● **Data in this exercise**
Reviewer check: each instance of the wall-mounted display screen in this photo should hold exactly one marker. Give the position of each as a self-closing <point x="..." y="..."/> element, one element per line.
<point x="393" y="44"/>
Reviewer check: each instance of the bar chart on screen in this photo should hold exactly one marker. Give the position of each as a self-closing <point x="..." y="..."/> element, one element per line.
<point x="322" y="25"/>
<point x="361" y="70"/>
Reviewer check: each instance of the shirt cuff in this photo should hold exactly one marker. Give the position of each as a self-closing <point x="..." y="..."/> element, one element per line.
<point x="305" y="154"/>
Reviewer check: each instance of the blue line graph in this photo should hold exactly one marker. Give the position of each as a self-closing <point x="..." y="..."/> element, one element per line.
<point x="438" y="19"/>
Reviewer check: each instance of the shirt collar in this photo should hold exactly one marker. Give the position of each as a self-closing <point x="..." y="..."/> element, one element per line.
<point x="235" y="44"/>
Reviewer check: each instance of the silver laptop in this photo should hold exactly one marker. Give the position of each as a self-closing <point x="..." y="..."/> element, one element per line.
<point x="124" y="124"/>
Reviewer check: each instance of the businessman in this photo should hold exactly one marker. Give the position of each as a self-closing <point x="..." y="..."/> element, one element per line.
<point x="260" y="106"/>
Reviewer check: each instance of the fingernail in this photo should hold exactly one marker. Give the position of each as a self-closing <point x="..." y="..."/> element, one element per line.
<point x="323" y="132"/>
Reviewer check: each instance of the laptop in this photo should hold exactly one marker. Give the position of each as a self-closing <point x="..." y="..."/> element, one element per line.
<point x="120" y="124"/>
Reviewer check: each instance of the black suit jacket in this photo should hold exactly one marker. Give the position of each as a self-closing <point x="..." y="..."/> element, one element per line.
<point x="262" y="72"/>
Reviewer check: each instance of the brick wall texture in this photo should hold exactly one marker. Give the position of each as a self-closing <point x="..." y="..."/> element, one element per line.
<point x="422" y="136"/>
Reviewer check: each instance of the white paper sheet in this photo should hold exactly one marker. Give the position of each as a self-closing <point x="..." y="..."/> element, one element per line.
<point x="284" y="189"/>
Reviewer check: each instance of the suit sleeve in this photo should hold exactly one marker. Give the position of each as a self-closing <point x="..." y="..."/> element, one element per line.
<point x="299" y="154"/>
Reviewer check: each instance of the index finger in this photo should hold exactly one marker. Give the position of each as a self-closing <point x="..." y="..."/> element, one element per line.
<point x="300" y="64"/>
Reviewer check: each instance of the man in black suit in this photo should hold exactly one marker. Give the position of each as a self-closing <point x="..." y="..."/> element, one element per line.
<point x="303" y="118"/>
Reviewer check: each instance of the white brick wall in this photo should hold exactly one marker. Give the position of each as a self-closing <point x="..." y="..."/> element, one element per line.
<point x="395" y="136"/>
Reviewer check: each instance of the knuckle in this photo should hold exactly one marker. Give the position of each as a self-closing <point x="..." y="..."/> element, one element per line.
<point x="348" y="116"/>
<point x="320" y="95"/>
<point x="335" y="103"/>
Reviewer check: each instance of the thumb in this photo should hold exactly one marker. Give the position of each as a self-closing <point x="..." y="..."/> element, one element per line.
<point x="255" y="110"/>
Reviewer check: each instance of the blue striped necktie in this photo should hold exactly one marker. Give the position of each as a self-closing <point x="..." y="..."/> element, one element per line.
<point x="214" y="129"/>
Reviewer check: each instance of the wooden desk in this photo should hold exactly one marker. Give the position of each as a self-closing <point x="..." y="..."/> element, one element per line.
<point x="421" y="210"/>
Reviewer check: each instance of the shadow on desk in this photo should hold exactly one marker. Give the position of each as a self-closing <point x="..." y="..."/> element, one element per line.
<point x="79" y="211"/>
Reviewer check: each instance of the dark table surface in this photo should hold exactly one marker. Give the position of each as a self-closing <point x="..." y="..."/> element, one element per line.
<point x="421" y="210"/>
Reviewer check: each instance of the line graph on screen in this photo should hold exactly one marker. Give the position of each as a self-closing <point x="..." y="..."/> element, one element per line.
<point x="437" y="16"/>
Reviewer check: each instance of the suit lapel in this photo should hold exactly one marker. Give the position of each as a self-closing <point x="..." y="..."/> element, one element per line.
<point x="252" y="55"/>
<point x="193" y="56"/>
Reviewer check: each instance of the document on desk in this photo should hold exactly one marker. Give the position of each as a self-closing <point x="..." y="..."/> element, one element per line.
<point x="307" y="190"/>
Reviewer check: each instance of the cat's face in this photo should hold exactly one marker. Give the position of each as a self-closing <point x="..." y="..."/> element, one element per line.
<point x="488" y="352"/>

● **Task details**
An exact copy of every record is what the answer must contain.

● **Solution for this task**
Reviewer check: each instance of the wall-mounted display screen in this photo should hold exactly one marker. Give the position of each as a self-closing <point x="..." y="..."/> element, one element per line.
<point x="393" y="44"/>
Reviewer check: each instance of the bar chart on screen in this photo should hold exactly one marker. Give the position of each as a self-closing <point x="..." y="..."/> element, one element per line.
<point x="322" y="25"/>
<point x="361" y="70"/>
Reviewer check: each instance of the shirt cuff in this photo should hold exactly one marker. Give the position of each as a self-closing <point x="..." y="..."/> element, one element per line.
<point x="305" y="154"/>
Reviewer check: each instance of the blue line graph in this photo should hold exactly one marker. Give the position of each as a self-closing <point x="..." y="..."/> element, one element per line.
<point x="438" y="19"/>
Reviewer check: each instance of the shirt collar in this photo should hold exactly one marker. Give the position of each as a self-closing <point x="..." y="..."/> element, one element per line.
<point x="235" y="44"/>
Reviewer check: each instance of the silver laptop in this photo should hold exactly one marker. Give the position of each as a self-closing <point x="..." y="..."/> element, one element per line.
<point x="124" y="124"/>
Reviewer check: each instance of the businessman in this photo should hold exactly one marker. Give the position of each as a self-closing <point x="..." y="..."/> element, one element per line.
<point x="260" y="106"/>
Reviewer check: each instance of the fingernail in this photo should hold exactly one marker. Give the position of each as a self-closing <point x="..." y="..."/> element, one element per line.
<point x="323" y="132"/>
Reviewer check: each instance of the laptop in this photo should hold exactly one marker. Give the position of each as a self-closing <point x="..." y="..."/> element, one element per line.
<point x="120" y="124"/>
Reviewer check: each instance of the black suit jacket in this photo should hold exactly one marker. Give the position of each as a self-closing <point x="..." y="..."/> element, one element per line.
<point x="262" y="72"/>
Reviewer check: each instance of the brick wall texture in this photo should hold exactly one marker. Give the position of each as a self-closing <point x="..." y="..."/> element, one element per line.
<point x="422" y="136"/>
Reviewer check: each instance of the white paper sheet in this photo should hold exactly one marker. Give the position of each as a self-closing <point x="..." y="..."/> element, one element per line.
<point x="284" y="189"/>
Reviewer check: each instance of the suit sleeve in this photo should hold exactly one marker. Give the position of each as a self-closing <point x="..." y="..."/> element, one element per line.
<point x="299" y="154"/>
Reviewer check: each instance of the index finger in this photo should hold exactly one marker. Give the position of each as a self-closing <point x="..." y="..."/> element, one element per line.
<point x="300" y="64"/>
Reviewer check: each instance of the man in black suit in this photo should hold exactly one marker. Give the position of each as a self-closing <point x="..." y="..."/> element, one element per line.
<point x="303" y="118"/>
Reviewer check: each instance of the white brick wall in this photo should hold exactly one marker. Give the position of each as a self-closing <point x="..." y="..."/> element, one element per line.
<point x="395" y="136"/>
Reviewer check: each instance of the knuckle in this photo should hold exactly one marker. Give the position of each as a self-closing <point x="..." y="..."/> element, one element per line.
<point x="348" y="116"/>
<point x="320" y="95"/>
<point x="335" y="103"/>
Reviewer check: each instance of the thumb in this photo should hold exactly one marker. Give the position of each as a self-closing <point x="..." y="..."/> element, one element per line.
<point x="255" y="110"/>
Reviewer check: each instance of the blue striped necktie in this photo should hold exactly one marker. Give the position of each as a self-closing <point x="..." y="..."/> element, one element per line.
<point x="214" y="129"/>
Reviewer check: each instance of the wooden desk in this photo should hold exactly one marker. Give the position of each as a self-closing <point x="..." y="..."/> element, one element per line.
<point x="421" y="210"/>
Reviewer check: each instance of the shadow on desk in this photo should hold exactly one marker. Give the position of each as a self-closing <point x="..." y="..."/> element, one element per line.
<point x="79" y="211"/>
Reviewer check: each instance of the dark table surface in this photo should hold exactly one marker. Give the position of each as a self-closing <point x="..." y="..."/> element, one element per line.
<point x="421" y="210"/>
Reviewer check: each instance of the line graph on screen in this photo should hold exactly one marker. Give the position of each as a self-closing <point x="..." y="..."/> element, one element per line.
<point x="437" y="16"/>
Reviewer check: each instance of the suit lapel in this photo should hold exactly one marker. Give the position of each as a self-closing <point x="..." y="..."/> element, one element per line.
<point x="252" y="55"/>
<point x="193" y="56"/>
Reviewer check: each instance of the document on desk in this photo should hold exactly one marker. Give the position of each as a self-closing <point x="..." y="..."/> element, one element per line.
<point x="307" y="190"/>
Reviewer check: each instance of the cat's face in this photo should hold exactly one marker. Give the position of each as a self-closing <point x="..." y="..."/> element, one element per line.
<point x="488" y="352"/>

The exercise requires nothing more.